[Data excerpts]
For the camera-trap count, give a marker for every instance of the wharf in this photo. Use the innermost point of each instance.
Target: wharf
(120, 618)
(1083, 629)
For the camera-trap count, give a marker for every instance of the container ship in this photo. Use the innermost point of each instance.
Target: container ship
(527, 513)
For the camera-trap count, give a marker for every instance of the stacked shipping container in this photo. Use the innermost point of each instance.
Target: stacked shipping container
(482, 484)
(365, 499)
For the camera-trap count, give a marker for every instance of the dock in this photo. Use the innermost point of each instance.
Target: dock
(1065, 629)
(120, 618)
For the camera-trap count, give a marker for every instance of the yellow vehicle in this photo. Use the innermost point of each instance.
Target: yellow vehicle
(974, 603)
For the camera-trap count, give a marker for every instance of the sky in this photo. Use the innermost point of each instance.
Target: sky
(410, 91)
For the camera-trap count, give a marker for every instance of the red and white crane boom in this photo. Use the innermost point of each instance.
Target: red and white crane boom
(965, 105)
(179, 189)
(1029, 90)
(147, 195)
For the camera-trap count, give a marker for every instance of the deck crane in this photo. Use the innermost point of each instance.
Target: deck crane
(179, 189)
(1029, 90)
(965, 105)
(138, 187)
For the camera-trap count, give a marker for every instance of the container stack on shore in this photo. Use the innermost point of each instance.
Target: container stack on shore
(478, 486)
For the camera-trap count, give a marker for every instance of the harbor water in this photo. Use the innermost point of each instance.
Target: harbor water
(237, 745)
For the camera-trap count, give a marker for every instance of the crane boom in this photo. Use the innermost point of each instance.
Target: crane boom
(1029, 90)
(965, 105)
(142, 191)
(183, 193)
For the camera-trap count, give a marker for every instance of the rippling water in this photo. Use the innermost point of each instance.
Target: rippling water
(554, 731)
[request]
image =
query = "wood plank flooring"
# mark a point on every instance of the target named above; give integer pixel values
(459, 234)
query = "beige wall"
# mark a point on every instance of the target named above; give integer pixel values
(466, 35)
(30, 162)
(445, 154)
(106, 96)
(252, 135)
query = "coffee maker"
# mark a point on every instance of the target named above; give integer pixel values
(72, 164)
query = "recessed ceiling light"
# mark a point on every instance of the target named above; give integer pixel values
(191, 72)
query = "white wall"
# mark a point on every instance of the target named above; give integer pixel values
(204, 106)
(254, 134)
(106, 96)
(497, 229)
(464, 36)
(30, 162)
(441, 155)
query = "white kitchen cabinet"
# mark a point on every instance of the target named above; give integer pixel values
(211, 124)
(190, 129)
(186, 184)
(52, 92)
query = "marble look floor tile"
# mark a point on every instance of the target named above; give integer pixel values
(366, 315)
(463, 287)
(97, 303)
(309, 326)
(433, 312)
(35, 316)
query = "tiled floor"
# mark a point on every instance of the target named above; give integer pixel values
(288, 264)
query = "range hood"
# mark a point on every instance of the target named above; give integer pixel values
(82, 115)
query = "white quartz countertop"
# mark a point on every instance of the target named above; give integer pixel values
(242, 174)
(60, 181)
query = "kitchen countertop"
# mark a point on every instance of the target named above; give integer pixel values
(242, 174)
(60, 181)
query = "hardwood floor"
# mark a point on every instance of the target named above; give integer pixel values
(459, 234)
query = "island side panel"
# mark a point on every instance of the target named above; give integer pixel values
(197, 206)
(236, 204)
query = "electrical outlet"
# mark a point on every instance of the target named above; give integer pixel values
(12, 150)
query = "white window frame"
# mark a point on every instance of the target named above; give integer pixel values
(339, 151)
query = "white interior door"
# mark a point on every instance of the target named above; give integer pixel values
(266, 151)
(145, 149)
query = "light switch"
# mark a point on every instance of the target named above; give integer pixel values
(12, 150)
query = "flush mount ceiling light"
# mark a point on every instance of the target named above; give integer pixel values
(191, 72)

**Work request:** Using the exact wording, repeat all the entries.

**Worked solution:**
For the camera-trap count, give a marker for every instance of the wharf in this photo. Use the innermost point of each instance.
Target: wharf
(120, 618)
(1083, 629)
For the camera-trap count, give a marker for every instance of the container ship in this photo. Use the innermost point of each instance.
Target: container ship
(527, 513)
For the camera-trap count, give a marker for every instance of the stacked shipping container in this photo. Use the innermost point of each instance.
Target: stacked shipping container
(482, 484)
(365, 499)
For the camera-trap count, give a marker for every instance of the dock in this photo. Use the innermost point of each instance.
Target: dock
(1065, 629)
(120, 618)
For the camera-trap count, give a marker for every instance of the yellow vehicle in this photo. Use the innermost point of each instance.
Target: yellow vehicle
(974, 603)
For the camera-trap count, give a marker for every instance of the sky in this photo. Use the innermost point of each instance.
Target: sky
(410, 91)
For the camera-trap count, give a marker for every instance of the red and white crane boom in this photo. Use the innermost point of each instance.
Target: red and white crane boom
(965, 105)
(179, 189)
(1029, 90)
(147, 195)
For the camera-trap count, give a marker for every instance of the deck crane in this photo. Use the innermost point of each instance.
Target: deck crane
(179, 189)
(1029, 90)
(965, 105)
(138, 187)
For the camera-trap count, give a marker for every instance of the container stack on shore in this photo. Use the innermost point of each instance.
Target: container stack on shore
(478, 486)
For the camera-trap count, give a marker for every instance of the harbor water in this photo. Use the innermost point of each instance.
Target: harbor water
(237, 745)
For the camera-trap count, give a marker for every instance of the crane boom in this photo. Use the innermost point of each instance.
Target: crane boom
(1029, 90)
(965, 105)
(142, 191)
(183, 193)
For the camera-trap count, give a marker for every instance of the rippling water in this photo. Use the innermost point of each instance.
Target: rippling water
(554, 731)
[request]
image =
query = "wood plank flooring"
# mark a point on every instance of the target named above; give integer pixel values
(459, 234)
query = "beige wall"
# mark a point on every instance of the target named above; give integer pixel values
(466, 35)
(30, 162)
(445, 154)
(106, 96)
(252, 135)
query = "coffee maker"
# mark a point on every instance of the target named above; give integer pixel values
(72, 164)
query = "recessed ceiling light"
# mark a point on every instance of the target named above; give integer pixel values
(191, 72)
query = "white wall"
# mark a point on every instance of the target named above; give integer pixel values
(204, 106)
(254, 134)
(106, 96)
(497, 229)
(464, 36)
(30, 162)
(441, 155)
query = "white kitchen cabinet"
# mark a point on every instance of the target named above; give integer pixel values
(211, 124)
(190, 129)
(186, 184)
(52, 92)
query = "marble look floor tile"
# mark a point on every instance of the target named above; give integer pixel values
(366, 315)
(463, 287)
(97, 303)
(309, 326)
(433, 312)
(35, 316)
query = "tiled floor"
# mark a point on every instance of the target named above; give integer pixel values
(288, 264)
query = "range hood"
# mark a point on every instance of the target named above; give integer pixel values
(82, 115)
query = "white quartz countertop"
# mark a point on every instance of the target named above; give integer pixel values
(242, 174)
(60, 181)
query = "kitchen countertop"
# mark a point on every instance of the target named above; give integer pixel values
(242, 174)
(60, 181)
query = "hardwood floor"
# mark a point on every instance of the target named above; give integer pixel values
(459, 234)
query = "island side panel"
# mark a point on every instance of the target named above; give integer pixel values
(197, 206)
(236, 204)
query = "electrical outlet"
# mark a point on every instance of the target named above; give integer pixel values
(12, 150)
query = "white window frame"
# mark a point on every instance of the target named above; give integer pixel values
(339, 151)
query = "white interior door"
# mark a point on every instance of the target named above; give integer pixel values
(266, 151)
(145, 149)
query = "light switch"
# mark a point on every instance of the target named above; give integer pixel values
(12, 150)
query = "flush mount ceiling light"
# mark a point on every instance of the target named above; give integer pixel values
(191, 72)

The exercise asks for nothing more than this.